• _Trecho do texto_
━━━━━━━━━━━━━━━━
Mas nada será como antes. A primeira diferença é que a própria idéia de geração parece ter multado. Quem sabe se nestes tempos pós-modernos- do culto do fragmentário e do transitório- cada grupo, cada galera, cada tribo não seja o que antes se chamava uma geração…e a garotada que pintou a cara para sair às ruas não seja a geração 90, mas apenas uma das suas tribos, a mais visível, a mais fotogênica, a mais ruidosa. .
Porque correndo por fora existe uma camada geográfica e socialmente periférica, desvalorizada pela mídia, preocupação apenas de antropólogos e sociólogos e sempre vista com suspeição pela polícia. A pesquisa da Data Brasil a chama de Geração dos Descamisados. São conhecidos como funkeiros por causa da preferência musical, mas possuem características que reforçam um perfil de geração: inconformismo, identidade grupal, capacidade de mobilização e até uma visão particular de mundo. Ridicularizam os “mauricinhos”, os capa-pintadas que saíram às ruas para clamar pelo impeachment de Collor. Não se conhece dessas galeras nenhuma manifestação política convencional. Suas demonstrações ainda não foram decodificadas. A mais impressionante delas ocorreu num domingo de outubro de 1992: o arrastão nas praias da Zona Sul, que provocou um medo apocalíptico na população. Como disse um participante, de 16 anos: ´Nós só queria arrepiar os bacanas, mostrar que a praia não é só deles.´
Essa geração de excluídos não quer ser um corpo estranho, quer ser tratada com naturalidade. A sua utopia é a igualdade, ou seja, o direito à indiferença. Os jovens dos anos 60 tinham a crença iluminista de que a marcha da História era fatalmente no sentido das luzes. O fim do século, e das ilusões, mostra que nem é tudo é assim. Porque o mal, não só o bem, também move a História- e como! A juventude dourada poderá sempre contar aos netos a história extraordinária do dia em que derrubou um presidente. O problema é a ´outra´geração, que tem pouco a contar e menos a perder. A questão para o Brasil, em fase de sucessão geracional, é saber se vamos continuar temendo a periferia como filho bastardo. Ela não é dourada. Ela tem a força de ser real.
━━━━━━━━━━━━━━━━
• _Dados disponíveis_

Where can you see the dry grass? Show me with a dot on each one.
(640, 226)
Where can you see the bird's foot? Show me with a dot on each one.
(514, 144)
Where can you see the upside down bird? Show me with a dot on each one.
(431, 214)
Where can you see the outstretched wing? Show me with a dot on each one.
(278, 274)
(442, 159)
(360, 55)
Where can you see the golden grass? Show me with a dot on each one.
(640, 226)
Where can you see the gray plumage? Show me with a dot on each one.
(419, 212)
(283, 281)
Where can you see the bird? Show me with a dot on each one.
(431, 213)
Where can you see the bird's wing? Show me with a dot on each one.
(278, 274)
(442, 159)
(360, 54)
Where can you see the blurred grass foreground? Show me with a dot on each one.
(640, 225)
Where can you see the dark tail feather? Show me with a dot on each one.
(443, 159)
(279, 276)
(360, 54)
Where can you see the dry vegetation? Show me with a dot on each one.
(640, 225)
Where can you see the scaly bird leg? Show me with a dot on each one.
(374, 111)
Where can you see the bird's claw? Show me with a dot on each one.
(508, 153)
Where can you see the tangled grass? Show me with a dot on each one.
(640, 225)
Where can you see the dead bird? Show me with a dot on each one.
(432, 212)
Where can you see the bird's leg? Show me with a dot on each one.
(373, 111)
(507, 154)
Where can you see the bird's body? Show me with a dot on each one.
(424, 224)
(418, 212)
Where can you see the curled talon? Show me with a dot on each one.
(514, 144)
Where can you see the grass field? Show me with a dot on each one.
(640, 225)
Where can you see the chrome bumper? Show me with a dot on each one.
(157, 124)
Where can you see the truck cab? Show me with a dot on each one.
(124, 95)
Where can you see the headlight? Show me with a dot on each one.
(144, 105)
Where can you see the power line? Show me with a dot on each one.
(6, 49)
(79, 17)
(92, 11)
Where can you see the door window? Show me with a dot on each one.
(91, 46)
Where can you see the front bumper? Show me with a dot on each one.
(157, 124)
━━━━━━━━━━━━━━━━
• _Exercício 1_
Transcreva tudo desde "Mas nada será" até "mais ruidosa. ." no texto sobre a geração 90, substituindo "garotada" por "moçada".
• _Exercício 2_
Retome o texto sobre a geração 90 e prossiga com ele a partir da última frase apresentada.

• _Resposta 1_
Mas nada será como antes. A primeira diferença é que a própria idéia de geração parece ter multado. Quem sabe se nestes tempos pós-modernos- do culto do fragmentário e do transitório- cada grupo, cada galera, cada tribo não seja o que antes se chamava uma geração…e a moçada que pintou a cara para sair às ruas não seja a geração 90, mas apenas uma das suas tribos, a mais visível, a mais fotogênica, a mais ruidosa. .

• _Resposta 2_
As duas metades da cidade precisam ser integradas, se quisermos continuar vivos.
Palestra proferida na Biblioteca Nuto Sant´Anna, São Paulo, em 4 de maio de 1995
Zuenir Ventura, (Além Paraíba, 1 de junho de 1931), jornalista, escritor, colunista do jornal “O Globo”, tendo ganho o Prêmio Jabuti em 1995, na categoria reportagem, pelo livro “Cidade Partida”.É o oitavo postulante da cadeira 34 da Academia Brasileira de Letras, em sucessão ao romancista João Ubaldo Ribeiro, de quem era amigo próximo. Seu livro “1968: o Ano que Não Terminou” serviu de inspiração para a minissérie “Anos Rebeldes’, produzida pela Rede Globo. Obras selecionadas: “1968: o ano que não terminou” — Editora Nova Fronteira (1989,2006)/ Editora Planeta (2008), “Cidade Partida” — Companhia das Letras (1994), “Inveja: Mal Secreto” — Editora Objetiva (1998), “Chico Mendes: Crime e Castigo: Quinze anos depois”, o autor volta ao Acre para concluir a mais premiada reportagem sobre o herói dos povos da floresta — Companhia das Letras (2003), “1968: O que fizemos de nós” — Editora Planeta (2009), “Sagrada família” — Alfaguara (2012).